Reproduce the listing verbatim from its first line through the line containing "M 38 250 L 37", including both of those lines.

◆ Available records
———

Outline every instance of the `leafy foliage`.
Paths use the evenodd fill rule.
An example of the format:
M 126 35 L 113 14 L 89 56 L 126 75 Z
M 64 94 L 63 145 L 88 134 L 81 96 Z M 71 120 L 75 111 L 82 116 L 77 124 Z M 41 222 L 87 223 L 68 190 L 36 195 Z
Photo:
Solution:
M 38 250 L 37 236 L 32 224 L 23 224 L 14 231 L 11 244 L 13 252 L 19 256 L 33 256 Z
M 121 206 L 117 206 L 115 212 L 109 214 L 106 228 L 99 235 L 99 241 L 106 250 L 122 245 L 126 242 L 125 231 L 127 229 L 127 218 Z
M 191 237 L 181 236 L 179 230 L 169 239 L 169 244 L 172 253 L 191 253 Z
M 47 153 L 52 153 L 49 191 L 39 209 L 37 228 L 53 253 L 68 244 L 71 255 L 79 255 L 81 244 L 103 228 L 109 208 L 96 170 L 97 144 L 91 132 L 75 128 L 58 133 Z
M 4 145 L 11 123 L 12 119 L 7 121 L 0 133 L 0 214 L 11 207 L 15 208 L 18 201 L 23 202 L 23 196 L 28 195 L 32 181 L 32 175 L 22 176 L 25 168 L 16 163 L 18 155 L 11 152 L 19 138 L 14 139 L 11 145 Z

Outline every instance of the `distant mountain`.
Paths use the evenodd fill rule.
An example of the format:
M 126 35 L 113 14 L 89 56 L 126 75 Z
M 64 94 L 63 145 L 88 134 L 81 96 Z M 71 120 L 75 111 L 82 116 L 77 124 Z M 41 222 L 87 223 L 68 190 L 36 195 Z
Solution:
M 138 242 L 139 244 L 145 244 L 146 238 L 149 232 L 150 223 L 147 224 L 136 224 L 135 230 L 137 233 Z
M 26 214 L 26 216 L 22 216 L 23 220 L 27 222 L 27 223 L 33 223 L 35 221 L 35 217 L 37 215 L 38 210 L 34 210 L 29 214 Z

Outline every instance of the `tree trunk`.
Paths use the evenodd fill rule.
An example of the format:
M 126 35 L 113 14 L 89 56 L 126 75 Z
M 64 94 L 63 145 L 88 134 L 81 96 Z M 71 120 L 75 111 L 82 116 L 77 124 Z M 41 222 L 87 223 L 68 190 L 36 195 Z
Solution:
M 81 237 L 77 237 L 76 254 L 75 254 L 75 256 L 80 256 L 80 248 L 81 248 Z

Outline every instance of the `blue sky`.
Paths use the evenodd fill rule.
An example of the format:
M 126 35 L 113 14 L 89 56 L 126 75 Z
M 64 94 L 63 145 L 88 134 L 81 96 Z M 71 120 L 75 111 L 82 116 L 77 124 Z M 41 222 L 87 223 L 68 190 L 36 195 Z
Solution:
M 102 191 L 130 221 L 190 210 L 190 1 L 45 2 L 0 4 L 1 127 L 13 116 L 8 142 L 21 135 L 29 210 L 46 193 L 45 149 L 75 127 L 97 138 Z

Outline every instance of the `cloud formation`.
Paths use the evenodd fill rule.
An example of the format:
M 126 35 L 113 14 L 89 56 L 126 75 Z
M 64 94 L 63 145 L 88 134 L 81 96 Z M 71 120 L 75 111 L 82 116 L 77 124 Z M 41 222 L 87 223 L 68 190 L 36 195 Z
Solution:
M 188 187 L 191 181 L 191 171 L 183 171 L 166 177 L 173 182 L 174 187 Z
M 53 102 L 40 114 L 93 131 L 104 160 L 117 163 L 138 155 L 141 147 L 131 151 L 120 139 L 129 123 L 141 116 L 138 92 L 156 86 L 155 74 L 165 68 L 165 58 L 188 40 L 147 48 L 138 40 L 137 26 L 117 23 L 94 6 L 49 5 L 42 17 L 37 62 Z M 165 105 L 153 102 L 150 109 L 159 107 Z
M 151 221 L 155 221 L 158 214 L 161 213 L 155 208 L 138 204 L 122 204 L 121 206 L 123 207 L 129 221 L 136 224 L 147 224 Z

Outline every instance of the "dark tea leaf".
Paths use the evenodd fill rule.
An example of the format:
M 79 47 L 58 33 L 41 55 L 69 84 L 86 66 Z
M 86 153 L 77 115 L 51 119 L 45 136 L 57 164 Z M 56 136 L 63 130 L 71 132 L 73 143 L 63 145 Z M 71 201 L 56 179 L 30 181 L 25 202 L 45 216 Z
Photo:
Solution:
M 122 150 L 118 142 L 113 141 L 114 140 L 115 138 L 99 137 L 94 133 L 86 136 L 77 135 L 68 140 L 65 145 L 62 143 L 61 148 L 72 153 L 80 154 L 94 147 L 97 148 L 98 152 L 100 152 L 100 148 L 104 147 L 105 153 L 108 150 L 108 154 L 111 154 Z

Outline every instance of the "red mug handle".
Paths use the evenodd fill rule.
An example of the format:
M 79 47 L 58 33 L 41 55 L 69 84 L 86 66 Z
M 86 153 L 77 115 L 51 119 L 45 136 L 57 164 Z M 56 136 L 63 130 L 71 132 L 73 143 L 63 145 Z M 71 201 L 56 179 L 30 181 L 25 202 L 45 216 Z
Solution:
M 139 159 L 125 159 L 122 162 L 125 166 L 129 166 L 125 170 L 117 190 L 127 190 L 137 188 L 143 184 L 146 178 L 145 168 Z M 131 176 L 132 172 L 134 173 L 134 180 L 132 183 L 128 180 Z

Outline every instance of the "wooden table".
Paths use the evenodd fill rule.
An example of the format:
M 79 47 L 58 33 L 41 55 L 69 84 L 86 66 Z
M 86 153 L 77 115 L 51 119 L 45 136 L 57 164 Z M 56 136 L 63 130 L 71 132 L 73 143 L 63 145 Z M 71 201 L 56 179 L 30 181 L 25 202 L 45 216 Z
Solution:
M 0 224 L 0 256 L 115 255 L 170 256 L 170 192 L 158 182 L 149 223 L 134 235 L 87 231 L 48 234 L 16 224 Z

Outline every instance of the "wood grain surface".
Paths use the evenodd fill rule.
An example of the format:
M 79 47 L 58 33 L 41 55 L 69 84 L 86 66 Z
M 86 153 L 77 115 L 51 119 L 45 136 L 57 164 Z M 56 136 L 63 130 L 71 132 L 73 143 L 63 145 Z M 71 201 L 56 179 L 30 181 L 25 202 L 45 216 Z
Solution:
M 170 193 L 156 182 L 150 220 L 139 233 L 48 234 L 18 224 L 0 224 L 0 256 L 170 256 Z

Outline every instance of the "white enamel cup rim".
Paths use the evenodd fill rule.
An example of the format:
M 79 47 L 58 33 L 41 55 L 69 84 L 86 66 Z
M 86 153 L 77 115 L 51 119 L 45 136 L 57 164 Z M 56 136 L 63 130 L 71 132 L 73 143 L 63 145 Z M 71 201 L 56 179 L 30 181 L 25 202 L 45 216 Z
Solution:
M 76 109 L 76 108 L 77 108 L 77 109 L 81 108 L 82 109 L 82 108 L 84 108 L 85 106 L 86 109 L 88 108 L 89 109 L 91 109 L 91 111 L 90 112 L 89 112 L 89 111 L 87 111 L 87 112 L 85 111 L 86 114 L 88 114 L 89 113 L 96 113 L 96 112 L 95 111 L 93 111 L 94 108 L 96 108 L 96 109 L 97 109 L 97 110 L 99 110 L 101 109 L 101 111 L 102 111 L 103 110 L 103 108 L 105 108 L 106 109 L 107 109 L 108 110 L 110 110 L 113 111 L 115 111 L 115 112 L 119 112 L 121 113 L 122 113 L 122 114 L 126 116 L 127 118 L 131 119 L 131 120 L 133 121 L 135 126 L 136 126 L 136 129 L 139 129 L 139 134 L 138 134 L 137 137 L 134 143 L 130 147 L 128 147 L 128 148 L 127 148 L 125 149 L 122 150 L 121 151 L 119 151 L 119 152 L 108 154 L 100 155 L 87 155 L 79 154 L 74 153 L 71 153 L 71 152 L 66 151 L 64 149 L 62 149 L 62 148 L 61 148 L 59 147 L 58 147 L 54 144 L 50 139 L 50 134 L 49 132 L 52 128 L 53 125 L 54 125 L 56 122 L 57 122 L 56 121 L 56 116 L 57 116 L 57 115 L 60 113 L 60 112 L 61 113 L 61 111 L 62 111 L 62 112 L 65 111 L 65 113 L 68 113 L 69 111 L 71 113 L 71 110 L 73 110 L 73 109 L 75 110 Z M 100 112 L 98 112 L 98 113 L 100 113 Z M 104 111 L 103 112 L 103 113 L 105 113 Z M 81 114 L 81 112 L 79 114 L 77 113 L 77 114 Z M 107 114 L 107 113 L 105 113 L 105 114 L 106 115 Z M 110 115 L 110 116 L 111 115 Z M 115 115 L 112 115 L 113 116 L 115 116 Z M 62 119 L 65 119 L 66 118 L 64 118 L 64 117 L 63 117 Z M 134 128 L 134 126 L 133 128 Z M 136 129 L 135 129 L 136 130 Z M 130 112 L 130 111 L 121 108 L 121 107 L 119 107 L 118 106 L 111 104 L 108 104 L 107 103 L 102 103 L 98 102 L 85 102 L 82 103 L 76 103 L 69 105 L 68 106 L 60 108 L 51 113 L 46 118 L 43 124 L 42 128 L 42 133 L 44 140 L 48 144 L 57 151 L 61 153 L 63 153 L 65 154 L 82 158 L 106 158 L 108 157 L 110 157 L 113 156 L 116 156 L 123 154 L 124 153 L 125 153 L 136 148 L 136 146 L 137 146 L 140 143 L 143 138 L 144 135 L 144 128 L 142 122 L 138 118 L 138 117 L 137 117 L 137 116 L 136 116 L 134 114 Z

———

◆ Exercise output
Outline every instance of the `leafy foliage`.
Paths use the evenodd fill rule.
An example of the format:
M 126 35 L 113 14 L 89 56 L 126 75 Z
M 64 94 L 63 145 L 88 134 L 81 96 Z M 71 120 L 75 111 L 82 116 L 77 124 Z M 41 222 L 87 223 L 68 190 L 36 195 Z
Photo:
Solution:
M 38 250 L 37 236 L 32 224 L 23 224 L 14 231 L 11 244 L 13 252 L 19 256 L 33 256 Z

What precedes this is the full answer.